◆ **EXERCISE DETAILS**
Can you copy out, word for word, the lines running from the one holding "Annotation task — tag each instance of the roof" through the final line of the entries, inclusive?
+ + +
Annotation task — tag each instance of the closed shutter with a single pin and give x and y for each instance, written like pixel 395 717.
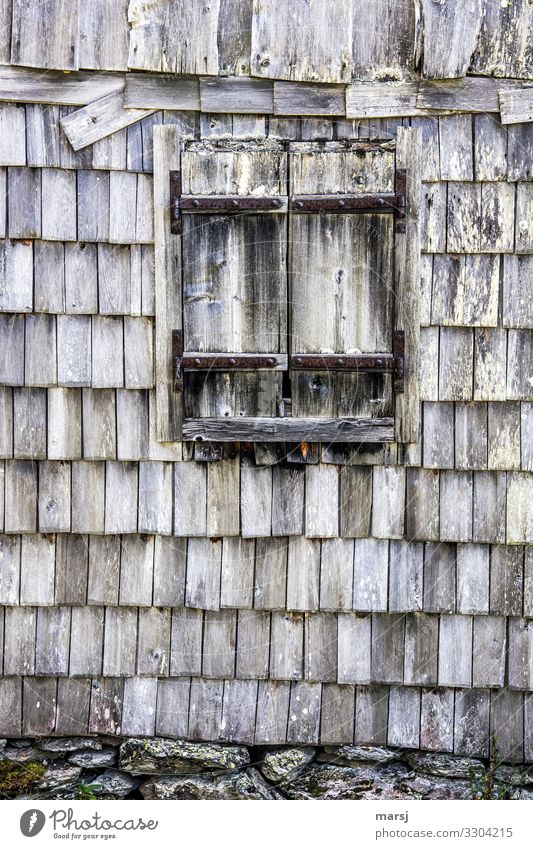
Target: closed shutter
pixel 234 279
pixel 289 281
pixel 341 280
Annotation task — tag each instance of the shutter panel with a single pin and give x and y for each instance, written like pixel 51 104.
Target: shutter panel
pixel 288 327
pixel 341 279
pixel 234 277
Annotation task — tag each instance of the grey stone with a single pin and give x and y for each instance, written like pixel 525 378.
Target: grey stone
pixel 69 744
pixel 172 757
pixel 323 781
pixel 524 793
pixel 247 784
pixel 56 777
pixel 22 755
pixel 423 787
pixel 516 775
pixel 446 766
pixel 112 784
pixel 285 764
pixel 88 760
pixel 359 754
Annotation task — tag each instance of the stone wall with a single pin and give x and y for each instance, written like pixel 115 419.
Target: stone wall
pixel 117 768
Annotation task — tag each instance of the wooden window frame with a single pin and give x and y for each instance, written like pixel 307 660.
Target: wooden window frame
pixel 403 426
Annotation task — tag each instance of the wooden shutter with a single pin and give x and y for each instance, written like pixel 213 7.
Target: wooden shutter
pixel 234 279
pixel 341 279
pixel 291 273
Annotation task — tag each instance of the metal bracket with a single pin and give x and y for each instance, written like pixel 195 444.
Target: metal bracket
pixel 400 187
pixel 398 351
pixel 385 202
pixel 177 354
pixel 395 202
pixel 175 194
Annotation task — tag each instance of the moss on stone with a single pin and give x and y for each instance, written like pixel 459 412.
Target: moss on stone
pixel 16 779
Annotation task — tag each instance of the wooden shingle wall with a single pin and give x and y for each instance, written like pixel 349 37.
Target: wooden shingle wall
pixel 379 595
pixel 312 40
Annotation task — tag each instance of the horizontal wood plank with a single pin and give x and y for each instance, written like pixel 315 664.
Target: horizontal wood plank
pixel 74 89
pixel 292 430
pixel 99 119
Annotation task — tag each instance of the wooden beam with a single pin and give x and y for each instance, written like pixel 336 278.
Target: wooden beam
pixel 74 89
pixel 238 94
pixel 292 430
pixel 155 91
pixel 168 312
pixel 407 269
pixel 99 119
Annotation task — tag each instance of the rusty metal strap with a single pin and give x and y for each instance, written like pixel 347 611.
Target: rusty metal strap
pixel 394 202
pixel 386 202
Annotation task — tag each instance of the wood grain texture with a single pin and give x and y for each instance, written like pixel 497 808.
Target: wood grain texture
pixel 151 91
pixel 407 290
pixel 45 35
pixel 450 35
pixel 371 571
pixel 104 35
pixel 167 284
pixel 504 46
pixel 99 119
pixel 76 89
pixel 384 39
pixel 160 40
pixel 299 44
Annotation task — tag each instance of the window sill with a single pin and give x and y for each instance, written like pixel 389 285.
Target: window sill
pixel 254 429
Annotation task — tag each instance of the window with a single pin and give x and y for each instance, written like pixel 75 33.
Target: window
pixel 287 289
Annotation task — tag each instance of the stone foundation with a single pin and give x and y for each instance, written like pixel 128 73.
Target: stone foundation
pixel 157 768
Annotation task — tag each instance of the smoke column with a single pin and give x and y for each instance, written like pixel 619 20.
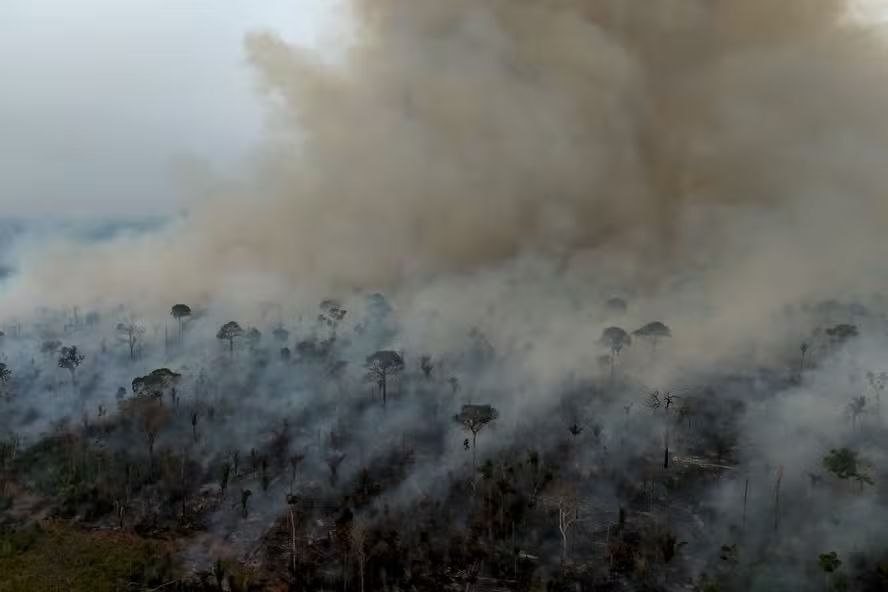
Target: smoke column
pixel 740 144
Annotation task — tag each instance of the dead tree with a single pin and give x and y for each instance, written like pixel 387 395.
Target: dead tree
pixel 473 418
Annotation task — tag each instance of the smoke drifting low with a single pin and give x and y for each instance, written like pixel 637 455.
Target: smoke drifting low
pixel 733 146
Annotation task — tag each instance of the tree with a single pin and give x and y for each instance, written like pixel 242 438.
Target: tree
pixel 803 348
pixel 70 359
pixel 156 384
pixel 150 416
pixel 229 332
pixel 245 497
pixel 653 332
pixel 473 418
pixel 358 539
pixel 847 465
pixel 426 365
pixel 180 312
pixel 615 339
pixel 5 377
pixel 381 366
pixel 564 500
pixel 856 408
pixel 132 331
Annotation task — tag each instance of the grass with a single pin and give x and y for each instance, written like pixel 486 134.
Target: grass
pixel 55 558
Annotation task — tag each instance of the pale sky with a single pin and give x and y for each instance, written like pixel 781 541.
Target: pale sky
pixel 98 98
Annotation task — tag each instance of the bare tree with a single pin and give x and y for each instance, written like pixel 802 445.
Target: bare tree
pixel 856 408
pixel 5 378
pixel 615 339
pixel 473 418
pixel 333 461
pixel 132 331
pixel 381 366
pixel 358 539
pixel 564 500
pixel 653 332
pixel 70 359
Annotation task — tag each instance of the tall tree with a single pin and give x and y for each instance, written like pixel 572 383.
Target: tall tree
pixel 132 331
pixel 473 419
pixel 615 339
pixel 653 332
pixel 70 359
pixel 229 332
pixel 5 377
pixel 381 366
pixel 847 465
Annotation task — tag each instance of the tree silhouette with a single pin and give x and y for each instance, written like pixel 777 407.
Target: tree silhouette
pixel 70 359
pixel 229 332
pixel 846 465
pixel 856 408
pixel 473 418
pixel 653 332
pixel 615 339
pixel 156 384
pixel 132 331
pixel 180 312
pixel 5 377
pixel 381 366
pixel 564 500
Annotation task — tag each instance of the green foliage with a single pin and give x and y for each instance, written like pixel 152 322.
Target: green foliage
pixel 845 464
pixel 59 558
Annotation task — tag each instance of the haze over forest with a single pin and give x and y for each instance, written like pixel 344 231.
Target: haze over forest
pixel 483 295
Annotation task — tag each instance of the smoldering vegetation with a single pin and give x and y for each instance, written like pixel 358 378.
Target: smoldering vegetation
pixel 521 296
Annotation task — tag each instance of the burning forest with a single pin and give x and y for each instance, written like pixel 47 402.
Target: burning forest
pixel 512 295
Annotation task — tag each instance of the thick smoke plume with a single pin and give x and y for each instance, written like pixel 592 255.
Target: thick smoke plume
pixel 736 145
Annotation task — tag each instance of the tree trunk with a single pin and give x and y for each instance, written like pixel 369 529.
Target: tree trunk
pixel 474 439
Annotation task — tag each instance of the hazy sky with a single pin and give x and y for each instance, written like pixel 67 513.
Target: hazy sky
pixel 98 98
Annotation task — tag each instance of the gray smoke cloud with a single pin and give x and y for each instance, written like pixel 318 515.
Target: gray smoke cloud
pixel 723 159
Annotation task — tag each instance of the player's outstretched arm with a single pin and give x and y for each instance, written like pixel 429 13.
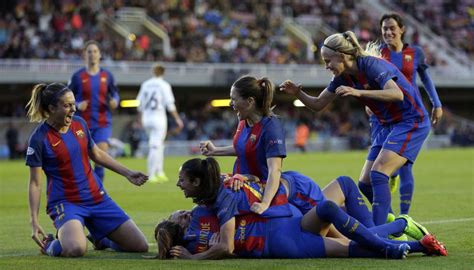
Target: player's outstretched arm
pixel 102 158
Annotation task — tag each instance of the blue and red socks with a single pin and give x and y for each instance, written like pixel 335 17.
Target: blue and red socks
pixel 406 187
pixel 355 204
pixel 382 197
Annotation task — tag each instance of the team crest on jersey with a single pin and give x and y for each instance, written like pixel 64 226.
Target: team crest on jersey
pixel 253 138
pixel 80 133
pixel 30 151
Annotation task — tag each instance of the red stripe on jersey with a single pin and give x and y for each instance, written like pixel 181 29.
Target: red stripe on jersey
pixel 86 96
pixel 413 103
pixel 102 122
pixel 240 127
pixel 81 138
pixel 408 63
pixel 251 150
pixel 279 199
pixel 306 199
pixel 386 54
pixel 408 138
pixel 64 166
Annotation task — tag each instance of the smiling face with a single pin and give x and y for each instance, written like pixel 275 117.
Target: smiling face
pixel 242 106
pixel 61 114
pixel 181 217
pixel 334 61
pixel 392 32
pixel 92 55
pixel 189 188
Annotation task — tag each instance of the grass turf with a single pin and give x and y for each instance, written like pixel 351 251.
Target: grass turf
pixel 444 199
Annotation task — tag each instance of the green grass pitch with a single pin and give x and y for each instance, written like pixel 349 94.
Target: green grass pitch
pixel 444 200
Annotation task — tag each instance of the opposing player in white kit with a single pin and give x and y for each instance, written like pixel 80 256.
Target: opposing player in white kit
pixel 155 97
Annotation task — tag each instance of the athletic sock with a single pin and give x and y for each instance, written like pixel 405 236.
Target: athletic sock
pixel 350 227
pixel 381 204
pixel 406 188
pixel 355 204
pixel 54 249
pixel 395 227
pixel 366 189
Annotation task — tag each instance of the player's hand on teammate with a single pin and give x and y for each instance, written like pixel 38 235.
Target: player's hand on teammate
pixel 137 178
pixel 346 91
pixel 180 252
pixel 82 106
pixel 290 87
pixel 113 103
pixel 38 234
pixel 258 208
pixel 436 115
pixel 207 148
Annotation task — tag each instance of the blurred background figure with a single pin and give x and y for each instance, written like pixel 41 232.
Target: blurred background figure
pixel 155 98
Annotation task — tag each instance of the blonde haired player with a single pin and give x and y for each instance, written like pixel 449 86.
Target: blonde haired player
pixel 156 97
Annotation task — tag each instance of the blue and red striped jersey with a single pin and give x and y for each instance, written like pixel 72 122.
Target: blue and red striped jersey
pixel 231 203
pixel 97 89
pixel 253 145
pixel 374 73
pixel 65 161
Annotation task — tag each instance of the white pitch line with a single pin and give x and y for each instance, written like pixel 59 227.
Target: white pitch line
pixel 447 221
pixel 154 244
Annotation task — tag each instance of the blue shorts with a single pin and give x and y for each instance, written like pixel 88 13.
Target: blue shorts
pixel 100 219
pixel 286 239
pixel 404 138
pixel 101 134
pixel 304 193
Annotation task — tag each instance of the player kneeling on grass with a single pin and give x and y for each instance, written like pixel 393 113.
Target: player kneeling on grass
pixel 251 235
pixel 61 146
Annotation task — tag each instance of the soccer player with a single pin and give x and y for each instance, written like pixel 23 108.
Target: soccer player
pixel 259 142
pixel 192 235
pixel 410 60
pixel 155 97
pixel 96 95
pixel 61 146
pixel 384 89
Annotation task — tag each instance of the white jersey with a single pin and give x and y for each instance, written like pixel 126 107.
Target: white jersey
pixel 155 98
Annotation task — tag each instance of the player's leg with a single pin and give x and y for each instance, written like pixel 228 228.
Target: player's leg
pixel 406 187
pixel 386 163
pixel 111 228
pixel 72 239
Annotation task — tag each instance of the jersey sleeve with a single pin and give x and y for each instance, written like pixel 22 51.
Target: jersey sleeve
pixel 34 157
pixel 335 83
pixel 274 139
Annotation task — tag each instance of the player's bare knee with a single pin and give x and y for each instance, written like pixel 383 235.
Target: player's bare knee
pixel 74 250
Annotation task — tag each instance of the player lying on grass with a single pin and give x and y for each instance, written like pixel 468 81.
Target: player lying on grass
pixel 61 146
pixel 200 180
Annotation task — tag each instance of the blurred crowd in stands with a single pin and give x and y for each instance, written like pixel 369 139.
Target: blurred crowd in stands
pixel 215 31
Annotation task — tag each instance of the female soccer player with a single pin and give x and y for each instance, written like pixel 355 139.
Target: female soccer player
pixel 393 99
pixel 259 142
pixel 191 235
pixel 410 60
pixel 61 146
pixel 200 180
pixel 97 95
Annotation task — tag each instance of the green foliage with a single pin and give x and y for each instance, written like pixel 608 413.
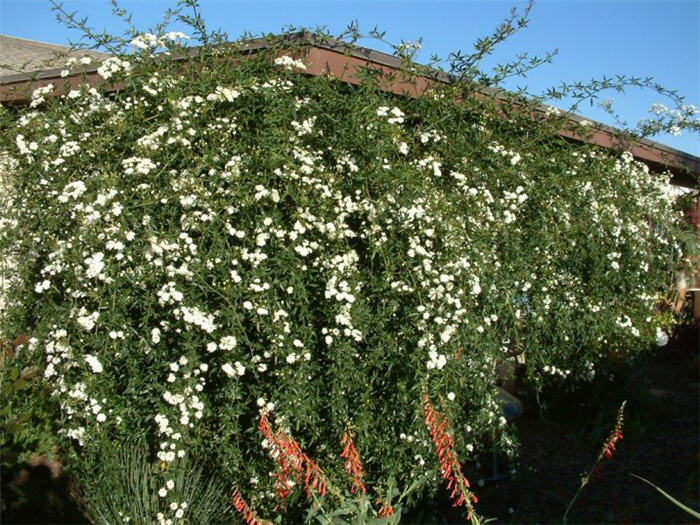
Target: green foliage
pixel 119 484
pixel 228 233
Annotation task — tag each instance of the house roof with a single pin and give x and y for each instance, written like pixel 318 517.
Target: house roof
pixel 19 55
pixel 327 56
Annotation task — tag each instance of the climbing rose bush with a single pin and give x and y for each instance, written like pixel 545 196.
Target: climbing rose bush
pixel 228 236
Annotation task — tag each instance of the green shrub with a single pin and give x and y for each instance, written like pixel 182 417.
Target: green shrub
pixel 228 234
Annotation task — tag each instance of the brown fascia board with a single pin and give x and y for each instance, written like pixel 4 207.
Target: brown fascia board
pixel 328 56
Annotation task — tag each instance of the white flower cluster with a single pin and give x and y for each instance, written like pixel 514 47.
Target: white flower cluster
pixel 112 66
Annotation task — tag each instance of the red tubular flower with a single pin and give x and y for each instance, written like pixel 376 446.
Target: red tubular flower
pixel 609 445
pixel 450 468
pixel 245 510
pixel 385 511
pixel 292 463
pixel 353 465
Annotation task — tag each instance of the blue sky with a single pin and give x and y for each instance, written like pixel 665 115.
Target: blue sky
pixel 658 38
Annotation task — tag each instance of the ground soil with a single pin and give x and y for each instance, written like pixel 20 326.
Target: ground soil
pixel 660 444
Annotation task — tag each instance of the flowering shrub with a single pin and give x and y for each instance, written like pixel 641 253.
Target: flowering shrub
pixel 227 236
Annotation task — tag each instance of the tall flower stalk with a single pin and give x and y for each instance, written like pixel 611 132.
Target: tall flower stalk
pixel 450 468
pixel 292 464
pixel 606 452
pixel 353 465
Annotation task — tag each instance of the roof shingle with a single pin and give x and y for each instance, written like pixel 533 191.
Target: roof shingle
pixel 18 55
+ + +
◆ **COMPLETED TASK**
Annotation task — tag each instance of the roof shingle with a single pin and give x and y for each instance, written like pixel 533 191.
Target: roof shingle
pixel 18 55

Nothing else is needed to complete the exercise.